(Segmentation mask data)
# # #
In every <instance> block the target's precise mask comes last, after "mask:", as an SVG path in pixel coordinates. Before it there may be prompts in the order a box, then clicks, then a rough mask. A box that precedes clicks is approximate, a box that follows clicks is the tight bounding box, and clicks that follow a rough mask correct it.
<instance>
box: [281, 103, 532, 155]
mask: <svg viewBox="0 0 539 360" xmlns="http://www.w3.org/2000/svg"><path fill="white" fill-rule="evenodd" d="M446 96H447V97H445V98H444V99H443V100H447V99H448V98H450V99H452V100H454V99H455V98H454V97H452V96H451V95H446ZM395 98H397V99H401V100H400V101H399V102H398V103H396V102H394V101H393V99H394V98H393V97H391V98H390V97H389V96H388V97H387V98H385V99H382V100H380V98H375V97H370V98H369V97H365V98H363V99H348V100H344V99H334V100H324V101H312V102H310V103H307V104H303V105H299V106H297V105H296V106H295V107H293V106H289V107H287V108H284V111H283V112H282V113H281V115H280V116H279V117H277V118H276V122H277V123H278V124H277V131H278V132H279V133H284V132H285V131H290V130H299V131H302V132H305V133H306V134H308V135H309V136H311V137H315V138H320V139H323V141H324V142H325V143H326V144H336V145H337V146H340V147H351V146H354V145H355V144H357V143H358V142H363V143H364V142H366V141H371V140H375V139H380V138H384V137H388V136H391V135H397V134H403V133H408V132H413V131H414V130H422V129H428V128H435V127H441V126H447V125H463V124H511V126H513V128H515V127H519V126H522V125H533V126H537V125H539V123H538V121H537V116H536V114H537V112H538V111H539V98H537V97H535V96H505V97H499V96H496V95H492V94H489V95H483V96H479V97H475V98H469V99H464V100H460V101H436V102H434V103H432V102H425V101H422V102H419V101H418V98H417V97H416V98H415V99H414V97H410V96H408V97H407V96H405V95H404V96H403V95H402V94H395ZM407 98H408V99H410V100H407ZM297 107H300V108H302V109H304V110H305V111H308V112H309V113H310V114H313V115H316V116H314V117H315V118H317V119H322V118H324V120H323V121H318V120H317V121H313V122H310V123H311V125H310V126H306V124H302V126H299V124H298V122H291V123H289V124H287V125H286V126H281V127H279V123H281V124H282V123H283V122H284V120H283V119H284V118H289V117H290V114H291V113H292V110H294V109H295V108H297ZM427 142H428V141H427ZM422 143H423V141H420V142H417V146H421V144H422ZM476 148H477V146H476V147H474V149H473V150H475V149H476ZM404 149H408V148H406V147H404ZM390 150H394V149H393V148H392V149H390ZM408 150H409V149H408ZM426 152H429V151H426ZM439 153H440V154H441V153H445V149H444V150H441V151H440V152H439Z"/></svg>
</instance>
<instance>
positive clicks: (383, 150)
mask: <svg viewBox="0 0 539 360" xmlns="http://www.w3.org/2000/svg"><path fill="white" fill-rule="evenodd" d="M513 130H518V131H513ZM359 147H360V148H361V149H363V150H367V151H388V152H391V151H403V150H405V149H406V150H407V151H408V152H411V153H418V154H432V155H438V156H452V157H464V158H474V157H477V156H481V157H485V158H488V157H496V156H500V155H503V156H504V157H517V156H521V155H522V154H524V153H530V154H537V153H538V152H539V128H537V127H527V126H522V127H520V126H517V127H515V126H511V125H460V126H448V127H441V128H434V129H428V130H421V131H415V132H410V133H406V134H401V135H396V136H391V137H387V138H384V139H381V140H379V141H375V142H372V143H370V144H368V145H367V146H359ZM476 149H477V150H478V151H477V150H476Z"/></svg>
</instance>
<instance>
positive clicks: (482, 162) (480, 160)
# # #
## ABOUT THIS EXERCISE
Go through the data and return every record exactly.

## ANSWER TO THE EXERCISE
In every <instance> block the target's precise mask comes last, after "mask:", as an SVG path in pixel coordinates. Before it there may be prompts in the order a box, then clicks, then a rough mask. A box that precedes clicks is approximate, a box that follows clicks is the tight bounding box, and clicks that follow a rough mask correct it.
<instance>
box: [281, 103, 532, 155]
mask: <svg viewBox="0 0 539 360" xmlns="http://www.w3.org/2000/svg"><path fill="white" fill-rule="evenodd" d="M446 96H447V97H445V98H444V99H443V100H447V99H448V98H450V99H452V100H454V99H455V98H454V97H452V96H451V95H446ZM395 98H397V99H401V100H400V101H399V102H398V103H396V102H394V101H393V99H394V98H393V97H391V98H390V97H389V96H388V97H387V98H385V99H382V100H380V98H375V97H370V98H369V97H365V98H363V99H348V100H344V99H334V100H324V101H312V102H310V103H307V104H303V105H299V106H297V105H296V106H295V107H293V106H289V107H287V108H284V111H283V112H282V113H281V115H280V116H279V117H277V118H276V122H277V123H278V124H277V131H278V132H279V133H284V132H285V131H290V130H299V131H302V132H305V133H306V134H308V135H309V136H311V137H315V138H320V139H323V141H324V142H325V143H326V144H336V145H337V146H340V147H351V146H354V145H355V144H357V143H358V142H363V143H364V142H366V141H371V140H375V139H380V138H384V137H388V136H391V135H397V134H403V133H408V132H413V131H414V130H422V129H428V128H435V127H441V126H447V125H463V124H511V126H513V128H515V127H519V126H522V125H533V126H537V125H539V123H538V121H537V116H536V114H537V112H538V111H539V98H537V97H535V96H505V97H499V96H496V95H492V94H489V95H483V96H479V97H475V98H469V99H464V100H460V101H436V102H434V103H432V102H425V101H422V102H419V101H418V98H417V97H416V98H415V99H414V97H410V96H408V97H407V96H405V95H404V96H403V95H402V94H395ZM407 98H408V99H410V100H407ZM297 107H300V108H302V109H304V110H305V111H308V112H309V113H310V114H313V115H316V116H314V117H315V118H317V119H322V118H324V120H323V121H318V120H317V121H313V122H310V123H311V125H310V126H306V124H302V126H299V124H298V122H291V123H289V124H287V125H286V126H281V127H279V123H281V124H282V123H283V122H284V120H283V119H284V118H289V117H290V114H291V113H292V110H294V109H295V108H297ZM427 142H428V141H427ZM422 143H423V141H420V142H417V146H421V144H422ZM476 148H477V146H476V147H474V149H473V150H475V149H476ZM404 149H408V148H406V147H404ZM390 150H394V149H393V148H392V149H390ZM408 150H409V149H408ZM426 152H429V151H426ZM439 153H440V154H441V153H445V149H444V150H441V151H440V152H439Z"/></svg>
</instance>
<instance>
positive clicks: (383, 150)
mask: <svg viewBox="0 0 539 360" xmlns="http://www.w3.org/2000/svg"><path fill="white" fill-rule="evenodd" d="M513 130H518V131H513ZM359 147H360V148H361V149H363V150H367V151H388V152H391V151H403V150H405V149H406V150H407V151H408V152H411V153H418V154H432V155H438V156H452V157H464V158H474V157H477V156H481V157H485V158H488V157H496V156H500V155H503V156H504V157H517V156H521V155H522V154H524V153H530V154H537V153H538V152H539V128H537V127H527V126H522V127H520V126H517V127H515V126H511V125H460V126H448V127H441V128H434V129H428V130H421V131H415V132H410V133H406V134H401V135H396V136H391V137H387V138H384V139H381V140H379V141H375V142H372V143H370V144H368V145H367V146H359ZM476 149H477V150H478V151H477V150H476Z"/></svg>
</instance>
<instance>
positive clicks: (482, 162) (480, 160)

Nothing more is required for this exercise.